* **OBJECTIVE**
Will you reproduce, word for word, the lines of the material below, starting with the line that holds "point: the woman's ear, a" and running through its final line, both ends included?

* **INFORMATION SUPPLIED**
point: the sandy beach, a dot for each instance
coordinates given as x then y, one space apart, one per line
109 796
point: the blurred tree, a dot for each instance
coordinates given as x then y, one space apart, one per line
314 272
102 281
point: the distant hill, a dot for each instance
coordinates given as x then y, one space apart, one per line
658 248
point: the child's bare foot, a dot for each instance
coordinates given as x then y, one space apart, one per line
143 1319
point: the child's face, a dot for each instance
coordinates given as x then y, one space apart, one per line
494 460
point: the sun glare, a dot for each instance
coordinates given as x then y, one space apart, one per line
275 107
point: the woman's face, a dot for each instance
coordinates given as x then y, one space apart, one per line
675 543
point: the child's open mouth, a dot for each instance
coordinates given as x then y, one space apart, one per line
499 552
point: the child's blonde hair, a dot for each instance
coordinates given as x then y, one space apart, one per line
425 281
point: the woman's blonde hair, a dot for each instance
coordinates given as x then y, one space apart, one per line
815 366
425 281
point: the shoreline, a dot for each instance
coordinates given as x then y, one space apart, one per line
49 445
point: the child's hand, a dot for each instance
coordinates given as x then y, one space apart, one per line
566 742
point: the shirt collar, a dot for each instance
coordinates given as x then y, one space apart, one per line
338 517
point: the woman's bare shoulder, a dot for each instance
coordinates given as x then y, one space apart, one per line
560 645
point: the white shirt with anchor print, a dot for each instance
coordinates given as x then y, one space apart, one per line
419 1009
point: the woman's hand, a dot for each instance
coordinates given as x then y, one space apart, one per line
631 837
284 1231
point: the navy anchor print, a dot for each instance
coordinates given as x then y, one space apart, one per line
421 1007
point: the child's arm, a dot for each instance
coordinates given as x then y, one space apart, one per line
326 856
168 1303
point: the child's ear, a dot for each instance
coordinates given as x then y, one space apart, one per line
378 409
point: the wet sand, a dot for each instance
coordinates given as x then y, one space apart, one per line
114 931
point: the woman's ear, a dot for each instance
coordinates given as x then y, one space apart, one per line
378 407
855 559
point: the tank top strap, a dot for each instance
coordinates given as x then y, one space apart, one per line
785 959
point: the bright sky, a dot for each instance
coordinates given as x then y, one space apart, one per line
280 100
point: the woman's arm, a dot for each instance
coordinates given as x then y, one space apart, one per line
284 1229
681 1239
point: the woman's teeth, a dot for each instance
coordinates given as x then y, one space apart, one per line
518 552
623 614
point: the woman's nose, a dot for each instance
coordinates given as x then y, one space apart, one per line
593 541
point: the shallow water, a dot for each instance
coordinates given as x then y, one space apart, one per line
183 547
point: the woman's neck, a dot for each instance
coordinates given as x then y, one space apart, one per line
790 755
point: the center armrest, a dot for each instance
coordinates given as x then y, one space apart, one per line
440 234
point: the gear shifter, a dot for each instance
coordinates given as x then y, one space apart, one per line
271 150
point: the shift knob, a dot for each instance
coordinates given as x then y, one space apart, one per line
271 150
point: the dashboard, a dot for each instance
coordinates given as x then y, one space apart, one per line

* **RESPONSE**
point: the woman's ear, a dot for each instance
coordinates given as x then y, one space apart, one per line
378 407
855 559
point: the tank top strap, a dot for each instance
coordinates given as x then y, one space apart, one per line
785 959
point: the bright sky, a dot for each instance
coordinates given as x then y, one space apart, one per line
280 100
point: the woman's arm, a dot for each instance
coordinates given as x then y, one space apart, one per line
284 1229
681 1239
point: the woman's teeth, a dot for each instance
coordinates given as x then y, one space apart, one per line
518 552
623 614
point: the woman's nose, a dot for each instance
coordinates given as x then y, one space apart, one per line
593 541
point: the shallow water, a dot for each instance
coordinates given as x then y, one space apart, one per line
183 547
point: the woman's neck, a dot for each instance
coordinates given as x then y, one space apart, one per line
790 755
point: the center armrest, a dot for each instance
coordinates given as x then y, one space apart, one per line
440 234
point: the gear shifter, a dot for each instance
coordinates given as x then y, one space apart, one per line
271 150
point: the shift knob, a dot for each instance
coordinates given as x then y, one space apart, one per line
271 150
point: the dashboard, a dot for each instance
coordinates given as x then y, one space apart, one per line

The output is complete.